* **To be done**: Arrange the entries from the line containing "In this practice step, locate the tensioned" through the end of the entries as a two-column CSV with the columns text and answer, one row per entry. Quote each field and replace its line breaks with spaces.

↓

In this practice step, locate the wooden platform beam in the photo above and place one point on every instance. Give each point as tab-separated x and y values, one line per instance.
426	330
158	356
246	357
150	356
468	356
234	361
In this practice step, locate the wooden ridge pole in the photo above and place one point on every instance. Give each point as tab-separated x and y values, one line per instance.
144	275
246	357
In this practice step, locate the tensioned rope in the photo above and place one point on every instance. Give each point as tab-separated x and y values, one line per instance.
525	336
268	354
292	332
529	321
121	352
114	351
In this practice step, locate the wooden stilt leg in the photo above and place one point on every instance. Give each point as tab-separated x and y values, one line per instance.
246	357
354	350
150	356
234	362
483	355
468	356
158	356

↑

* **Solution to this exercise**:
text,answer
"In this practice step, locate the tensioned rope in the photo above and place one point on every instance. Give each point as tab-separated x and y values, one line per instance.","525	336 268	354 292	332 529	321 121	352 114	351"
"In this practice step, locate the wooden stilt leg in the photo above and place one point on every instance. Give each point as tab-separated x and y values, one line per instance.","246	357 354	350 150	356 234	362 483	355 468	356 158	356"